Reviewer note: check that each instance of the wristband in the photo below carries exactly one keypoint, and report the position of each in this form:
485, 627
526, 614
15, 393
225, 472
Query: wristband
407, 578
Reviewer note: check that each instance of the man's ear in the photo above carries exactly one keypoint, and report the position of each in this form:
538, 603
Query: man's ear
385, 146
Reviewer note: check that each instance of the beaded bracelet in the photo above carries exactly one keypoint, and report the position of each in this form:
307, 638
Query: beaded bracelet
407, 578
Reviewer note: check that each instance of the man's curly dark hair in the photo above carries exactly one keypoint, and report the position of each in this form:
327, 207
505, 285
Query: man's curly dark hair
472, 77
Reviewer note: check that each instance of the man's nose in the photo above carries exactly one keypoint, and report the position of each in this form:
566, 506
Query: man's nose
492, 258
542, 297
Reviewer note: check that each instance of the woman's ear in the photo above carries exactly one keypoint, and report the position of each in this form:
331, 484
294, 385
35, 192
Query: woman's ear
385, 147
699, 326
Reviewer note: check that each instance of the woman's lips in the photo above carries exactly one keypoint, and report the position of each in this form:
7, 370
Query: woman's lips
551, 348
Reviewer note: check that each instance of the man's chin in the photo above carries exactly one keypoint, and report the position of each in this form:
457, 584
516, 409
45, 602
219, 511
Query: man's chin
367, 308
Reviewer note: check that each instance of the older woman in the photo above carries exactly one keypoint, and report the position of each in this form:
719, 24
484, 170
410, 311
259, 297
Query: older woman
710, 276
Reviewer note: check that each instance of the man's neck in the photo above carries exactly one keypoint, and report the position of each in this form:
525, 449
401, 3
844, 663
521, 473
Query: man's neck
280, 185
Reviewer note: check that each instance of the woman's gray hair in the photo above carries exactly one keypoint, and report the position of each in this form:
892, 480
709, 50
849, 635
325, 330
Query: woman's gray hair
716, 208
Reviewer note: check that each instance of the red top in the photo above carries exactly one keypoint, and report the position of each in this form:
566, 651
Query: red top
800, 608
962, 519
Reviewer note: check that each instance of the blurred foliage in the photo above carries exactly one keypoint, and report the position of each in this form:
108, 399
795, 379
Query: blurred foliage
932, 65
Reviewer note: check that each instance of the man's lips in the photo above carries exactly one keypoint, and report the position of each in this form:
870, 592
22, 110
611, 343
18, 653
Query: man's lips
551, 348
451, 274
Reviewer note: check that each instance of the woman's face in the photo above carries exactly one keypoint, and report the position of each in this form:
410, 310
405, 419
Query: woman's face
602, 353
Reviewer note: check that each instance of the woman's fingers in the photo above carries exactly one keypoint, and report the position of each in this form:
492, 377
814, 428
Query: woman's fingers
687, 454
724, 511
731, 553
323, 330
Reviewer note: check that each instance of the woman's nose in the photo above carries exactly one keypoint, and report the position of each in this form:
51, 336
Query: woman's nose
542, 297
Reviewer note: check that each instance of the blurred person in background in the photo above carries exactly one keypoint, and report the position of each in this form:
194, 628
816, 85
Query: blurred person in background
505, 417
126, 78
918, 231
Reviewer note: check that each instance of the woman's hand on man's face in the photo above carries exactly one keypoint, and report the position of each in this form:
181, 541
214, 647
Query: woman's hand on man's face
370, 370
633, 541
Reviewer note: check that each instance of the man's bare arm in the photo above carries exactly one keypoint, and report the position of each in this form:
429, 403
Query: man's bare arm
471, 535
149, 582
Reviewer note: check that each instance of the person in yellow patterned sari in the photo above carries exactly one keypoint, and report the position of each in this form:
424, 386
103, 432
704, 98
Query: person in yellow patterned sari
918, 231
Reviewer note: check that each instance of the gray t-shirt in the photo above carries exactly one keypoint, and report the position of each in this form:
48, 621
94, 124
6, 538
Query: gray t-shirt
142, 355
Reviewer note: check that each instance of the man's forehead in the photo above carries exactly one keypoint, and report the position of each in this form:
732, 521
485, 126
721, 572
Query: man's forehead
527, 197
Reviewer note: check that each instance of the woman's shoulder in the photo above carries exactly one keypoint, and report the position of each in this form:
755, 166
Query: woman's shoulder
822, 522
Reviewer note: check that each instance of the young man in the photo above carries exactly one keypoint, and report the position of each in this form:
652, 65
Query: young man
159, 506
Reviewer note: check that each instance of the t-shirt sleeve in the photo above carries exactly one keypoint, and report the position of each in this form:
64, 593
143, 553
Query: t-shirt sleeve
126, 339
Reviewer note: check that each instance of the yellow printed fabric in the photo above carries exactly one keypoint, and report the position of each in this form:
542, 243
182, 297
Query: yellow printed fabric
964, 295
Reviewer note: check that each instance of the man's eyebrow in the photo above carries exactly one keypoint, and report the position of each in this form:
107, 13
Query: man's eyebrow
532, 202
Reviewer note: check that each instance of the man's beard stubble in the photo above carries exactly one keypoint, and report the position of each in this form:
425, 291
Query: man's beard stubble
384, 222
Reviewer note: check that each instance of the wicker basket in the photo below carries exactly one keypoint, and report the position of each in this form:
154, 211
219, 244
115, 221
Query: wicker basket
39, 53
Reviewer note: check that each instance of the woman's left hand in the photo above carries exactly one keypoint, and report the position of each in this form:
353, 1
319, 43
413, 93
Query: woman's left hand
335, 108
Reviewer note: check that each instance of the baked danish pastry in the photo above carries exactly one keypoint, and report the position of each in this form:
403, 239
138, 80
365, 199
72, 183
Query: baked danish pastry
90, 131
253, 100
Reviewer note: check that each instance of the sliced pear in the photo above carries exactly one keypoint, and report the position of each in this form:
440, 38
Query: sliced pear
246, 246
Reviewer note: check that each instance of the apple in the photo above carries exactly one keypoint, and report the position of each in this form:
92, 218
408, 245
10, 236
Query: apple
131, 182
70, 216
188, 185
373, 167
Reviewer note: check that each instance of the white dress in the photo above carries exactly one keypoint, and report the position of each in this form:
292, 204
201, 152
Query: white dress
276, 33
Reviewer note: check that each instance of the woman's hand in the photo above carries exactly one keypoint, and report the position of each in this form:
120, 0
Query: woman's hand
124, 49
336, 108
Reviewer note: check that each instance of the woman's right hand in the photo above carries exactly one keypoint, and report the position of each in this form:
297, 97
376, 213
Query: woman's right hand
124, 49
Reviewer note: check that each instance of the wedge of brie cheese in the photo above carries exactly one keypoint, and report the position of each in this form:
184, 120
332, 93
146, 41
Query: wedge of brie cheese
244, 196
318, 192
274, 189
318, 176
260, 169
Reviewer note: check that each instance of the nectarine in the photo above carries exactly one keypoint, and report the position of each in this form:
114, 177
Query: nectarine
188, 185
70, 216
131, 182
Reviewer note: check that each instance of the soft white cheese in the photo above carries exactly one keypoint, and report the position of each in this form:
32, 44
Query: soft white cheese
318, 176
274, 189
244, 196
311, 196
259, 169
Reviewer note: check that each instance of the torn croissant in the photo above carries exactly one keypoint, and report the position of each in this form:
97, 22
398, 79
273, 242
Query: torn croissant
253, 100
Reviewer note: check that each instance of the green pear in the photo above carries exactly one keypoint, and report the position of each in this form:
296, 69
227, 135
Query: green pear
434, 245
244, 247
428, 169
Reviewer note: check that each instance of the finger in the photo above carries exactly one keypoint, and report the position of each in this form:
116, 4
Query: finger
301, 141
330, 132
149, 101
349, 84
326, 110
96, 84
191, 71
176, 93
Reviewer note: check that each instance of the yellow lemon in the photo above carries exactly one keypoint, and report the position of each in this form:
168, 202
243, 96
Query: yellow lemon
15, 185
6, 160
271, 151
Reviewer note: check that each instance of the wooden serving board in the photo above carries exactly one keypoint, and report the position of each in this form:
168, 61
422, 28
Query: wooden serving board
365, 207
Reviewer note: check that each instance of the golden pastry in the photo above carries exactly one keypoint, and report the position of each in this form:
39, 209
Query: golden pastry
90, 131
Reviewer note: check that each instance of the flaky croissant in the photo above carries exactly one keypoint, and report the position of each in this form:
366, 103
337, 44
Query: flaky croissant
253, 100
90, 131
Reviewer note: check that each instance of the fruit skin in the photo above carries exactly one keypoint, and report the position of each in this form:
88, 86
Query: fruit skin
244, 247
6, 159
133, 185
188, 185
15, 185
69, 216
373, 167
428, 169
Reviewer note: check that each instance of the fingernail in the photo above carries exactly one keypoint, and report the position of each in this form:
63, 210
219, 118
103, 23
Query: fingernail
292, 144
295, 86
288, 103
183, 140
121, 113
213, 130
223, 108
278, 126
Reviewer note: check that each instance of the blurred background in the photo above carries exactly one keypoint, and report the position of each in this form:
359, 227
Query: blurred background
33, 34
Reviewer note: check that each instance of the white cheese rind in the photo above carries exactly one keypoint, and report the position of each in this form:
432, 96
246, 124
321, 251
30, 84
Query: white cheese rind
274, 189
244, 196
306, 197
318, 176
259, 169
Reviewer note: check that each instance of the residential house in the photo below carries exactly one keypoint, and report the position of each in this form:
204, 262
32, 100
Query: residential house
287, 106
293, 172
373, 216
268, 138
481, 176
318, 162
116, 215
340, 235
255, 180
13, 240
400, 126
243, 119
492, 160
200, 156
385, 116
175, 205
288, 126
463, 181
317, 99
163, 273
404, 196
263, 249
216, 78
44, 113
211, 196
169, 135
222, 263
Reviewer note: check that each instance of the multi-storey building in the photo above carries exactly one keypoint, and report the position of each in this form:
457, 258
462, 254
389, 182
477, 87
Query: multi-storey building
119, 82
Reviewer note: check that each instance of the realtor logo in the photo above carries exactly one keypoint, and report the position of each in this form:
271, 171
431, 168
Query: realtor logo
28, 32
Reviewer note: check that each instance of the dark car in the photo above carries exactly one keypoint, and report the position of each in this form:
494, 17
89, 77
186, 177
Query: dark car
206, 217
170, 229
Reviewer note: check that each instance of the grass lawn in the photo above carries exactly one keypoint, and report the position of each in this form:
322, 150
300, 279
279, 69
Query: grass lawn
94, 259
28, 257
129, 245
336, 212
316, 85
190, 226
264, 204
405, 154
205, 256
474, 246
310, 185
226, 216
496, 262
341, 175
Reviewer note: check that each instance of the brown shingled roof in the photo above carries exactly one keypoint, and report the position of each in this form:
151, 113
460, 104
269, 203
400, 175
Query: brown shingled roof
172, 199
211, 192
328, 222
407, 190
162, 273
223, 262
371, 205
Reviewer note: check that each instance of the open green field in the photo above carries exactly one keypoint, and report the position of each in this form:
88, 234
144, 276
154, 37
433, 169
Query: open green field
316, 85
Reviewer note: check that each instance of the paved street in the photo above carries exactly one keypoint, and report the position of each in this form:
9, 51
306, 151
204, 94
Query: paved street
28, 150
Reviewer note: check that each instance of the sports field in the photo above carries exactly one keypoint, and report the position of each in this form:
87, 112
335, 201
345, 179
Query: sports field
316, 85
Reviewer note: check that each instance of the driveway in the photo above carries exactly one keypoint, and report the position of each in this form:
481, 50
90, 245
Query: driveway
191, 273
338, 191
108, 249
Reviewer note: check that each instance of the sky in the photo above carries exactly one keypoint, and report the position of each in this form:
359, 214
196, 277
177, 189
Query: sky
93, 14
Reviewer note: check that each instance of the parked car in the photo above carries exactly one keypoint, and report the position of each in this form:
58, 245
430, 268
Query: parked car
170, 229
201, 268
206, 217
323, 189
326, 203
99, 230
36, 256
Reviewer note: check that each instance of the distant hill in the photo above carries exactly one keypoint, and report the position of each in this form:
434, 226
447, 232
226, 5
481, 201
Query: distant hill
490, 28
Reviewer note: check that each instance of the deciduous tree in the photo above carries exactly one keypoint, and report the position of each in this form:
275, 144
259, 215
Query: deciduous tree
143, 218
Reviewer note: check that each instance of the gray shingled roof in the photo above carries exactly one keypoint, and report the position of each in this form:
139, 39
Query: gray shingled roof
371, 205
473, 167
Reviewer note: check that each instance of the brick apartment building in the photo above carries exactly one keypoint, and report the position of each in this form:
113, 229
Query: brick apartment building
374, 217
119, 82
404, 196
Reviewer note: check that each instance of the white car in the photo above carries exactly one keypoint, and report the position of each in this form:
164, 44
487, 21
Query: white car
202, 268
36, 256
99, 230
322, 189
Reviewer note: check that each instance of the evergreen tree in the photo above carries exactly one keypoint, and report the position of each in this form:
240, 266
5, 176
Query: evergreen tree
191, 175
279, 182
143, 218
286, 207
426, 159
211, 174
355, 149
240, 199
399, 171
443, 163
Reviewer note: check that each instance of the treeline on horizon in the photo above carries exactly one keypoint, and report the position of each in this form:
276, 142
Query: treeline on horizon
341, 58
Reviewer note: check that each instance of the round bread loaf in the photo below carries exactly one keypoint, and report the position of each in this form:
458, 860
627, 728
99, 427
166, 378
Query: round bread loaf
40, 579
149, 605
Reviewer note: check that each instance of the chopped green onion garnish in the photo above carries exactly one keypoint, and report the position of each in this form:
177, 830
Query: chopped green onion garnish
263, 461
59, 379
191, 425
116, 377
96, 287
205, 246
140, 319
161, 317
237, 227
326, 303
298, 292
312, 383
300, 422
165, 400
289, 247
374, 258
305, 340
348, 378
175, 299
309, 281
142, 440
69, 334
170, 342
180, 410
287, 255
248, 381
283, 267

The request
The lines to reproduce run from the one that contains "Reviewer note: check that each instance of the treeline" through the last line above; copy them exactly.

Reply
Reviewer note: check that each instance of the treeline on horizon in the photo above carries exactly one keypoint, and report the position of each in this form:
276, 142
Query: treeline on horizon
341, 58
Reviewer note: check that each instance of the round bread loaf in the photo below carries exactly one keypoint, and report the position of each in this form:
458, 860
627, 728
99, 427
166, 378
Query: round bread loaf
40, 579
149, 605
Reviewer note: check that each instance of the chopped green onion garnish in the photo above carries exactly one keypoint, and report the position of each in this form:
177, 830
Query: chopped green onion garnish
263, 461
59, 379
191, 425
116, 377
96, 287
205, 246
140, 319
161, 317
237, 227
326, 303
298, 292
312, 383
300, 422
165, 400
289, 247
374, 258
305, 340
348, 378
175, 299
309, 281
142, 440
69, 334
170, 342
180, 410
287, 255
248, 381
283, 267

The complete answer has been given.